> **Data records**
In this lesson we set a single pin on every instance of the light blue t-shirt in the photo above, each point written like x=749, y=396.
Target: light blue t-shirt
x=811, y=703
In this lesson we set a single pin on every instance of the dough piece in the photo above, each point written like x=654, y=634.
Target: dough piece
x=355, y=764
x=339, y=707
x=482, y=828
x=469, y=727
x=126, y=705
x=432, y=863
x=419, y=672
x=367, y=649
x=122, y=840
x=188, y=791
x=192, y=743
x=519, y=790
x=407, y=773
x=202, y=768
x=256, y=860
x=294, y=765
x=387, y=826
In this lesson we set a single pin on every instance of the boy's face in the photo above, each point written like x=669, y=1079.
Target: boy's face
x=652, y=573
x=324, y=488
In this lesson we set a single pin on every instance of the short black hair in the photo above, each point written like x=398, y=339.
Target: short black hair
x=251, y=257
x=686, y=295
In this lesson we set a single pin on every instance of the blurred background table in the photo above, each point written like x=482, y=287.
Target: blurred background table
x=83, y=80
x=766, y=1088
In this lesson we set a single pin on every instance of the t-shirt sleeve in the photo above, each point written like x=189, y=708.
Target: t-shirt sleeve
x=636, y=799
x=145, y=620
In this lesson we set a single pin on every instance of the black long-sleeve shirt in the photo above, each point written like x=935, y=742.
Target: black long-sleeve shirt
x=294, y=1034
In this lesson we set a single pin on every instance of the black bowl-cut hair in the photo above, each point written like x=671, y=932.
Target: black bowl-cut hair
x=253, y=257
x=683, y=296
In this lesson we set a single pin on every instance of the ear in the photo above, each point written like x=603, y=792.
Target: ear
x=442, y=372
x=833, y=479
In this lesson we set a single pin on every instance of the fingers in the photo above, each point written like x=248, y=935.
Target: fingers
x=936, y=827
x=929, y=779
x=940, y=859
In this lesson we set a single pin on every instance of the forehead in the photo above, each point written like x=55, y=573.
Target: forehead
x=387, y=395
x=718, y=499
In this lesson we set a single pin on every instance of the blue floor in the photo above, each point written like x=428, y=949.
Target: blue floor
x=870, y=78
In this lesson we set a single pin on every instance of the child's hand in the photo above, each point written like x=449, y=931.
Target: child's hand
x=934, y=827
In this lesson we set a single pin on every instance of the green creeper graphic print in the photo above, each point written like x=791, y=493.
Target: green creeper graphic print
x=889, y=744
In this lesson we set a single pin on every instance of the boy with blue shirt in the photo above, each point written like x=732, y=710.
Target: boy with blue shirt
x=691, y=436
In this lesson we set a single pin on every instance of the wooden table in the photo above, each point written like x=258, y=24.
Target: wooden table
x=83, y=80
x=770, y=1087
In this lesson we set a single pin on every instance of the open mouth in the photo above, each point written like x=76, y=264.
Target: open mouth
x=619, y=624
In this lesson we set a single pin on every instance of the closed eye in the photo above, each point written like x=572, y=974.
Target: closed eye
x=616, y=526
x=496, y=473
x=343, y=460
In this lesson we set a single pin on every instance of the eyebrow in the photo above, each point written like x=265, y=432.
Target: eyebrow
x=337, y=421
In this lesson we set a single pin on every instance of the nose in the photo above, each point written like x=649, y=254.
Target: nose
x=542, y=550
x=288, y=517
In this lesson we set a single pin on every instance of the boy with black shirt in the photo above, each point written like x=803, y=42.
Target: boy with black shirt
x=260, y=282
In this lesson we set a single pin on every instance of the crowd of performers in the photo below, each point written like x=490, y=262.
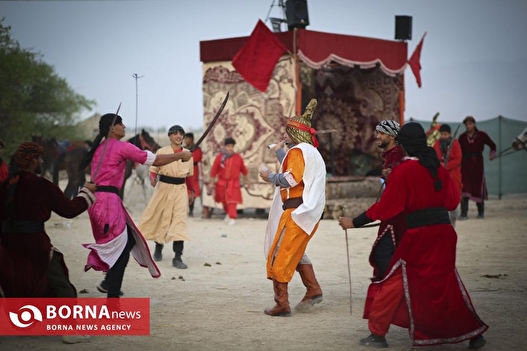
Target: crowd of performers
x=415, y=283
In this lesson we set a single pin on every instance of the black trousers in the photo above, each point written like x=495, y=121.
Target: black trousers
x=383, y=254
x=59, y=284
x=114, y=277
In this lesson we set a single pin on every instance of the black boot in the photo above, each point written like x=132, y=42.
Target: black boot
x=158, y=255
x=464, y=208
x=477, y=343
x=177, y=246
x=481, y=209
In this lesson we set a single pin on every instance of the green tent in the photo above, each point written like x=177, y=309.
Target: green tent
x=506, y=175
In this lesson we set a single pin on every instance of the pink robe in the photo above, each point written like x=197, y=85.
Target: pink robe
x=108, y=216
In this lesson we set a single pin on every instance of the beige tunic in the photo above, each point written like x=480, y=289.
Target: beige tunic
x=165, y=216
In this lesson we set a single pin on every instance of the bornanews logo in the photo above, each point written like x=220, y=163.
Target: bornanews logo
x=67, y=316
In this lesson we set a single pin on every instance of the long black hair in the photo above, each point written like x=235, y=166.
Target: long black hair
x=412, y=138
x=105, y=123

* * *

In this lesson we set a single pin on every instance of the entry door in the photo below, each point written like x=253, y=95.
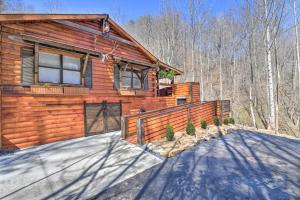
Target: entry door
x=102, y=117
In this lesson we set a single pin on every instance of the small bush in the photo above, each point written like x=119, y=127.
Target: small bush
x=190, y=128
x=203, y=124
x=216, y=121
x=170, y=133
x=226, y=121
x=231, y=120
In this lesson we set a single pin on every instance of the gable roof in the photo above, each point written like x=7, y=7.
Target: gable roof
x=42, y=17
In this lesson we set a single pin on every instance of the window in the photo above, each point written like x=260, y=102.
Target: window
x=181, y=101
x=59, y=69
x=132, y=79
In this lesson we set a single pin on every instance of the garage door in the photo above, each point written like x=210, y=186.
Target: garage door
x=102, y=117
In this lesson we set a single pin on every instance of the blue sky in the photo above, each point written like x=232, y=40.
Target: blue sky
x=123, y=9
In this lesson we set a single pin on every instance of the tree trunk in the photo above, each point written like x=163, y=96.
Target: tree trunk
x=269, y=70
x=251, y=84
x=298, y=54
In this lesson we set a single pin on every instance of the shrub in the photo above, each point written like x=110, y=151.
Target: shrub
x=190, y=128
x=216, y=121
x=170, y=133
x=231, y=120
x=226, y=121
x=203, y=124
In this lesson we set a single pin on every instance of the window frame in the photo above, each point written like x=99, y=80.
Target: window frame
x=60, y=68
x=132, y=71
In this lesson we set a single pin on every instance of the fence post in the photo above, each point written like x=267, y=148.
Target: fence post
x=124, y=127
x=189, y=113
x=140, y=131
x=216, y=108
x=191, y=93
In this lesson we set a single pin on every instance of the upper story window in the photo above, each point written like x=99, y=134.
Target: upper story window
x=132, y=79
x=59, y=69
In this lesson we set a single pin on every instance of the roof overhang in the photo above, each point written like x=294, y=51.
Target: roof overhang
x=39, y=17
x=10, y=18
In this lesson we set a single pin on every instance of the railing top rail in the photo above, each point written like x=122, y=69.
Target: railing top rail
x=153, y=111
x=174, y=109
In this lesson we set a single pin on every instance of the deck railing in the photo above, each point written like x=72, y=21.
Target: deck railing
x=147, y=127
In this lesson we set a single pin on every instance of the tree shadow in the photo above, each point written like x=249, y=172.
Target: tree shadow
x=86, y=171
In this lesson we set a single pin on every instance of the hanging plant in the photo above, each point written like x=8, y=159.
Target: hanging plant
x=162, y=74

> **What is asked**
Could you copy the material verbatim, starting at the line that contains "like x=258, y=24." and stopping after the line that contains "x=770, y=1087", with both of those lines included?

> **Reply to the exercise**
In this lesson we set a single pin on every instance of the wooden table in the photo above, each point written like x=258, y=24.
Target: wooden table
x=83, y=80
x=770, y=1087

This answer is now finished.